Supplied records
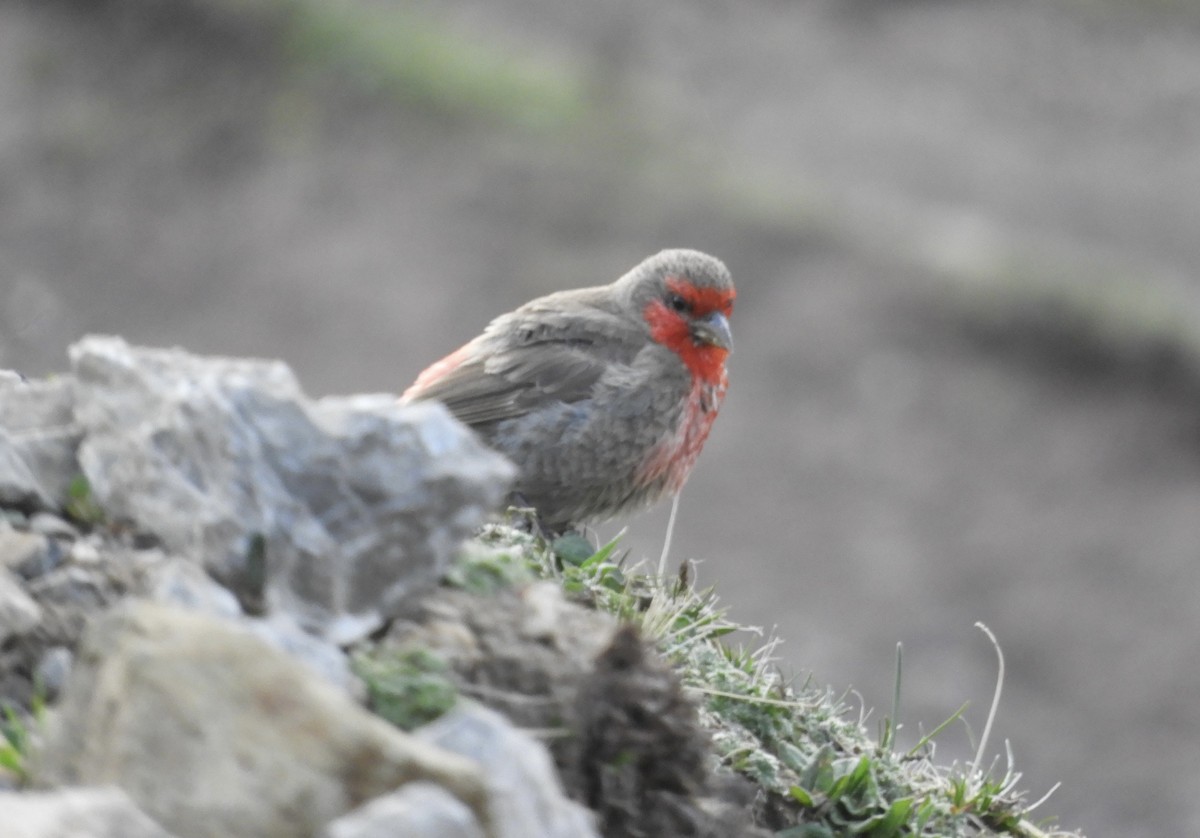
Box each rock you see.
[322,783,485,838]
[31,601,487,838]
[0,528,62,579]
[0,571,42,646]
[245,613,352,695]
[71,337,514,644]
[0,376,80,509]
[0,788,172,838]
[388,582,617,729]
[34,646,74,701]
[29,511,79,541]
[140,556,241,619]
[414,702,599,838]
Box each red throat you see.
[642,277,733,384]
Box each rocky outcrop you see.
[0,788,172,838]
[71,337,512,642]
[32,603,487,838]
[0,337,750,838]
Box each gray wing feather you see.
[419,294,646,425]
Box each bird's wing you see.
[404,295,644,425]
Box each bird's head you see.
[618,250,737,383]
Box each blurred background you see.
[0,0,1200,838]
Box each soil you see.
[0,0,1200,838]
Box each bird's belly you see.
[635,383,725,495]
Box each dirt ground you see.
[0,0,1200,838]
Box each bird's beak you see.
[691,311,733,352]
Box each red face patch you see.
[643,276,736,384]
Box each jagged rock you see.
[322,783,485,838]
[32,603,487,838]
[140,556,241,619]
[0,376,80,509]
[245,613,352,694]
[414,702,599,838]
[34,646,74,701]
[0,523,62,579]
[0,570,42,646]
[0,788,172,838]
[29,511,79,541]
[388,582,617,734]
[71,337,514,642]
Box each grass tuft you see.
[453,525,1074,838]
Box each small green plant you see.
[0,689,46,784]
[64,474,104,527]
[353,650,458,730]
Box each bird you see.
[401,249,737,533]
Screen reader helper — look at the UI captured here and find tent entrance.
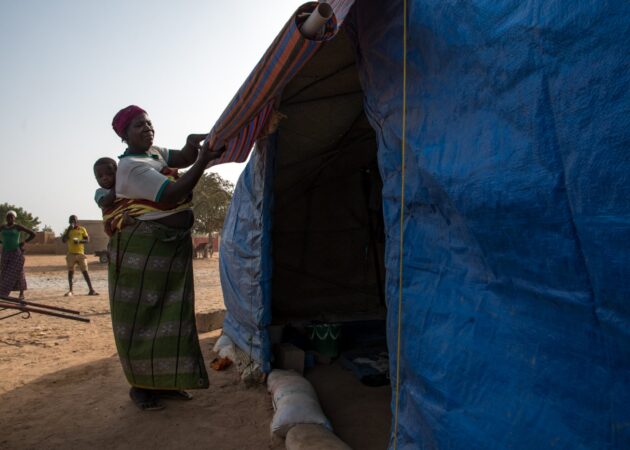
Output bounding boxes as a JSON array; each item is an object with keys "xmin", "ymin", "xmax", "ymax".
[
  {"xmin": 272, "ymin": 32, "xmax": 385, "ymax": 323},
  {"xmin": 271, "ymin": 30, "xmax": 391, "ymax": 448}
]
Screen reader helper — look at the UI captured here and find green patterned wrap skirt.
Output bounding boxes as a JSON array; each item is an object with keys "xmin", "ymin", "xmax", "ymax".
[{"xmin": 109, "ymin": 221, "xmax": 208, "ymax": 389}]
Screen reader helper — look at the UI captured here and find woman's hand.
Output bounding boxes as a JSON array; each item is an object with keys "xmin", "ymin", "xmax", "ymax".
[
  {"xmin": 199, "ymin": 133, "xmax": 225, "ymax": 164},
  {"xmin": 186, "ymin": 134, "xmax": 208, "ymax": 150}
]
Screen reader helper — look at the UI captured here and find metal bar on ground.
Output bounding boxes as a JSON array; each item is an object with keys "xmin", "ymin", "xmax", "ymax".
[
  {"xmin": 0, "ymin": 295, "xmax": 81, "ymax": 314},
  {"xmin": 0, "ymin": 300, "xmax": 90, "ymax": 323}
]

Stated exercise
How many lines in the rows above contain the word "wing"? Give only the number.

Solution to this problem
2